§ Sayfa Alıntısı:
“Ailelerimiz için kazı yapmak” başlıklı kısa belgesel, “kayıplar” için Kayıplar Komitesi’nin kazılarında ve laboratuvarında çalışan bilim insanlarının duygularını aktarıyor...
Genç filmci Nikolia Apostolu, geçtiğimiz haftalarda kısa belgesel filmini, “Ailelerimiz için kazı yapmak” başlığıyla tamamladı... Kıbrıs’ta Kayıplar Komitesi tarafından “kayıplar”ın gömü yerlerinin bulunması için çalışmakta olan kazı ekiplerindeki arkeologlarla laboratuvarda çalışan bilim insanlarının duygu ve düşüncelerini aktaran kısa belgesel filmle ilgili olarak Nikolia Apostolu, sorularımızı yanıtladı. Belgesel filmde biri Kıbrıslıtürk, biri Kıbrıslırum “kayıp” yakınlarına da yer verildi...
Onunla röportajımız şöyle:
SORU: Bize birazcık kendinden söz eder misin? Nelerden hoşlanır, nelerden hoşlanmazsın?
NİKOLİA APOSTOLU: Ben Yunanistan’dan bir multimedya gazetecisiyim – bunun anlamı videolar, kısa belgeseller çekerim ve makaleler yazarım... Son 15 senedir çalışmaktayım ve bunun on senesini de uluslararası medyaya muhabirlik yaparak geçirdim...Yüzmeyi çok seviyorum, başlangıç yapmama izin vermeyen pek çok şeyden ise hoşlanmıyorum...

§ Çözülecek Problem: Sayfa alıntısına göre Kayıplar Komitesi'nin Kıbrıs'taki kazı ekiplerinin hangi amaçla çalıştığını açıklayınız. Kayıtlar, sayfa alıntısından bağımsız ayrı bir malzemedir.

§ Gösterilen Veriler:
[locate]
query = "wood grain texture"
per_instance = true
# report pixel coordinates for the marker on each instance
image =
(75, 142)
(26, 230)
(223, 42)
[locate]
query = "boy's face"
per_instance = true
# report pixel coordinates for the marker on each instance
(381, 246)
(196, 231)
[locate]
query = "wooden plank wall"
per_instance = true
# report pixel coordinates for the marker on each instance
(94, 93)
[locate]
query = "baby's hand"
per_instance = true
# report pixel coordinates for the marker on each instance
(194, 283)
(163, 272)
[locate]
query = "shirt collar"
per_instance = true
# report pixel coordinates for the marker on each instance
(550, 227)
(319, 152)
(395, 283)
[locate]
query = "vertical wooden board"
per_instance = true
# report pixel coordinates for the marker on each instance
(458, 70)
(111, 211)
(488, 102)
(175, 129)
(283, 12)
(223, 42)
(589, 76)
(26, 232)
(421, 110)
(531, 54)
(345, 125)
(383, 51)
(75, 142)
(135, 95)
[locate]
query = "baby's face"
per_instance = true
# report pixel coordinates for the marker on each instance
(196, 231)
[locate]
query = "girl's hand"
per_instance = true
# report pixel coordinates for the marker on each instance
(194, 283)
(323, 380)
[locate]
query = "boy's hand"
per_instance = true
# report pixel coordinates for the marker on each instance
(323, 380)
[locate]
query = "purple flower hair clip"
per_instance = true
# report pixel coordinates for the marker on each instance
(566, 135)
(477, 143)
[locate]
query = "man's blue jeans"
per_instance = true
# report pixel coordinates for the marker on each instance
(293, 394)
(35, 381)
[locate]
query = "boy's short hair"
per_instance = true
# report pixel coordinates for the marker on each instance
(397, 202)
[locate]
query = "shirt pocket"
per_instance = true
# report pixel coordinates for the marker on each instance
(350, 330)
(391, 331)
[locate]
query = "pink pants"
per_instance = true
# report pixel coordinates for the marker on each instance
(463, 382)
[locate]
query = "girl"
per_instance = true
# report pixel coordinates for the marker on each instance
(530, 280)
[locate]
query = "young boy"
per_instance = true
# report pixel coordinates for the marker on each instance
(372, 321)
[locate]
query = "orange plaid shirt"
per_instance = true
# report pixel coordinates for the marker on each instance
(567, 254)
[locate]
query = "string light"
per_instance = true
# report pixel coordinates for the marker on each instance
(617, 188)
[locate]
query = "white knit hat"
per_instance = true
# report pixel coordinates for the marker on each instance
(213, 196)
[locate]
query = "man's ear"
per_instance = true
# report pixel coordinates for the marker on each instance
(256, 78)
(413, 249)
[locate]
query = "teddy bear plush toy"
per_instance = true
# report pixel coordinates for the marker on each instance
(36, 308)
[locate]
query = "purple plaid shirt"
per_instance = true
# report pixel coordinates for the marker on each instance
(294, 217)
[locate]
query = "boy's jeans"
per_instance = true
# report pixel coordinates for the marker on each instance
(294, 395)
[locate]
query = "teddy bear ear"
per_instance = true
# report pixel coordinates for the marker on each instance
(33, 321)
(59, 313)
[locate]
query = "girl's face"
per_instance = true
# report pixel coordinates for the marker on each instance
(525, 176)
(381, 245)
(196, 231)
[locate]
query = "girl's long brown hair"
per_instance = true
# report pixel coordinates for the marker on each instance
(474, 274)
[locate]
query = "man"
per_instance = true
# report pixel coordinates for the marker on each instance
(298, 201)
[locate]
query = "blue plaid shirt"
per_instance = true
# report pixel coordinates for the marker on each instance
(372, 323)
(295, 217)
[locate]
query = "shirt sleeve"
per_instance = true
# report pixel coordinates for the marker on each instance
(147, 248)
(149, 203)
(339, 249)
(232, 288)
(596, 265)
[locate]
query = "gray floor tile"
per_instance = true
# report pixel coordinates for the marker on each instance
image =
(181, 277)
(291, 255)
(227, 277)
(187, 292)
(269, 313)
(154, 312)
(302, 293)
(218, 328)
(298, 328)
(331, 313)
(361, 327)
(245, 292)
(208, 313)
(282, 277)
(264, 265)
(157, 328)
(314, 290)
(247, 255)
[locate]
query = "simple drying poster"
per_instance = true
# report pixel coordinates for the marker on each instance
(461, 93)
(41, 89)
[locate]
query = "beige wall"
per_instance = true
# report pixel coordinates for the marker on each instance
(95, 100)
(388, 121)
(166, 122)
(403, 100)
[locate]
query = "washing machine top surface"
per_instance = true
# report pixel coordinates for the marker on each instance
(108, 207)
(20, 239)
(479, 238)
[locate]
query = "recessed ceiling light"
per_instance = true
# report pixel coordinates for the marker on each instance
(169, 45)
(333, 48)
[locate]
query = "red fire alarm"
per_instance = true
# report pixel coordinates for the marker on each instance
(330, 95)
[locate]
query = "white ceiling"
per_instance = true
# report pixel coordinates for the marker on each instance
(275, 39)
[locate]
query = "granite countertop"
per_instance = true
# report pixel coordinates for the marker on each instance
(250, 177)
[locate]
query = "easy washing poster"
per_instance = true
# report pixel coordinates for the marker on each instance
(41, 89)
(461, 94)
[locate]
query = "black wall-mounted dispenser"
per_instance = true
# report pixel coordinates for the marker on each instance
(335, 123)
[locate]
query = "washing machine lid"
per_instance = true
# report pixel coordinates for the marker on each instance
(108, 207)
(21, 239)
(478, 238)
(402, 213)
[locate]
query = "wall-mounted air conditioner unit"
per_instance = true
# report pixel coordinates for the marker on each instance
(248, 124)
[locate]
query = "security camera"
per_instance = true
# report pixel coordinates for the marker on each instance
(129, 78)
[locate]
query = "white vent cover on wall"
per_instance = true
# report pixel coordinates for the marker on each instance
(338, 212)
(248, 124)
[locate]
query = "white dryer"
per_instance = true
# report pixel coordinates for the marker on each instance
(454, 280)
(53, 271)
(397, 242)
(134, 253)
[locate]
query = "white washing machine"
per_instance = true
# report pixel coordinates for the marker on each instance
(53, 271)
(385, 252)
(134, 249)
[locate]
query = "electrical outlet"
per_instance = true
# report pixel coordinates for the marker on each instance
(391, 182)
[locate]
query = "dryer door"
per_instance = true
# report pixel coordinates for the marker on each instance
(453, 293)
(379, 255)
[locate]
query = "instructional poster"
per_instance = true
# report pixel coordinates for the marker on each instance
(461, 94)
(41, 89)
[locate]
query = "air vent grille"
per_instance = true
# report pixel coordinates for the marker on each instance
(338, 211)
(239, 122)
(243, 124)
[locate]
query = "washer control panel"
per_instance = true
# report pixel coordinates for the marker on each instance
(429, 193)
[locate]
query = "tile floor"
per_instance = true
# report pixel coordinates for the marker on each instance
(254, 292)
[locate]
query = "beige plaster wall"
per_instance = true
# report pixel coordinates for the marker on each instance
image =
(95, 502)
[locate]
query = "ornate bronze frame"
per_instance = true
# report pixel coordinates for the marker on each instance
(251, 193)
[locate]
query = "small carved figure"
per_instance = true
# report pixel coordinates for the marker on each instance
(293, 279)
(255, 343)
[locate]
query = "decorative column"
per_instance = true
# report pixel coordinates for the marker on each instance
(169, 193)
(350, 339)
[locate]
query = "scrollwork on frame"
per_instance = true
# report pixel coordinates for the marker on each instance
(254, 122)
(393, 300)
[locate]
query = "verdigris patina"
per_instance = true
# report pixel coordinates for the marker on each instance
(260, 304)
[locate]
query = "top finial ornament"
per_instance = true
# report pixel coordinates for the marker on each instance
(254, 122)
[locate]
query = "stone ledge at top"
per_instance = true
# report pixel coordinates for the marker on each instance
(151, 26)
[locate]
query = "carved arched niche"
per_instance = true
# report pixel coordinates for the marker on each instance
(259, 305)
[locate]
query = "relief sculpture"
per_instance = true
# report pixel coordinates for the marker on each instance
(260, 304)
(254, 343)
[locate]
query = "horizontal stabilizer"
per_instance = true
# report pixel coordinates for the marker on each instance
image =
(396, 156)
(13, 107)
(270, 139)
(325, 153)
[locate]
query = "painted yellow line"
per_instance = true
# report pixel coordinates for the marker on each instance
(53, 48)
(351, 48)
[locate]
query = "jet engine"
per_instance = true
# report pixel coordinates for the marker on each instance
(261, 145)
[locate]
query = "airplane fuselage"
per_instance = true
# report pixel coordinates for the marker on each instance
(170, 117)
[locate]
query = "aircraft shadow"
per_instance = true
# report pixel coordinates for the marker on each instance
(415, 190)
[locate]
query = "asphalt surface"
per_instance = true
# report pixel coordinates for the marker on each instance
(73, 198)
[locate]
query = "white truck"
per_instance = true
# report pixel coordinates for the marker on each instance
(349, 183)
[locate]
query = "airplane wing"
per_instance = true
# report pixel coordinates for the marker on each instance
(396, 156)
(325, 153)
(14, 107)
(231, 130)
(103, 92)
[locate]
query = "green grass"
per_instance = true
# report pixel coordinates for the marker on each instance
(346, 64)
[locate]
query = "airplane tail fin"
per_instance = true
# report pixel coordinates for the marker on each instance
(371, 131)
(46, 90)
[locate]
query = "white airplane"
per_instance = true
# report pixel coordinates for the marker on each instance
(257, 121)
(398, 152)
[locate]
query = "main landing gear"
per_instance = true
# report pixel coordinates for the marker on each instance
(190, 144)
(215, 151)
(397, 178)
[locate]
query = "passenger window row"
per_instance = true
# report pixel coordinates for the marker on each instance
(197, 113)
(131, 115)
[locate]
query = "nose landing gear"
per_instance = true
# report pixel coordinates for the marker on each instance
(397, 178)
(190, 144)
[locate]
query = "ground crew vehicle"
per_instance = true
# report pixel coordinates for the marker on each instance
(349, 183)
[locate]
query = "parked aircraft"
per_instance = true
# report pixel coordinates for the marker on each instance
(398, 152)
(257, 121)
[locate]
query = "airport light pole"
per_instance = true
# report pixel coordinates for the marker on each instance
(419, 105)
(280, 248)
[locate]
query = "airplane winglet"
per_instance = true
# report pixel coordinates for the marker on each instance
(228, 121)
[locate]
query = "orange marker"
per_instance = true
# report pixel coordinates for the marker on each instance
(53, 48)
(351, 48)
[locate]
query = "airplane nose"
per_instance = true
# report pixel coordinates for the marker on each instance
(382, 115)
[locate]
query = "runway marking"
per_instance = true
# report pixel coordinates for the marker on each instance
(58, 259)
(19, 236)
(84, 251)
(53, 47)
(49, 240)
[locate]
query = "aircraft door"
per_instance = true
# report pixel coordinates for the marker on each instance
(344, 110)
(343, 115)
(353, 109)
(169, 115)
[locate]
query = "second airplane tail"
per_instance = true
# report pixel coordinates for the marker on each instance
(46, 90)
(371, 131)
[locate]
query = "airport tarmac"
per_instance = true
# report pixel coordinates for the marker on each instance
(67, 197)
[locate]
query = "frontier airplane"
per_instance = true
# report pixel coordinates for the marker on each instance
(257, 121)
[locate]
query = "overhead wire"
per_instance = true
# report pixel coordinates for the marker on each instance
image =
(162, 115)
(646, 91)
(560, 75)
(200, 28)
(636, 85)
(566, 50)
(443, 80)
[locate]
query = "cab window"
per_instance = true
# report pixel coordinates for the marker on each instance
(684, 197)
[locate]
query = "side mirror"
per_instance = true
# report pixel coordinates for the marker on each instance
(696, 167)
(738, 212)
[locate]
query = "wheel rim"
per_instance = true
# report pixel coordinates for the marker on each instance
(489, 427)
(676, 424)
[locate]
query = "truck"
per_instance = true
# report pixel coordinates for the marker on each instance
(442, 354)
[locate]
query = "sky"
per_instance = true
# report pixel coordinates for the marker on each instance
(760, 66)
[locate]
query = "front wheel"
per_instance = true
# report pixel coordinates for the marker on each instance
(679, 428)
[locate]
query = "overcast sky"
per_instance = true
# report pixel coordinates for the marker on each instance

§ Alıştırma Sonucu: Kayıplar Komitesi'nin Kıbrıs'taki kazı ekipleri, "kayıplar"ın gömü yerlerini bulmak amacıyla çalışmaktadır.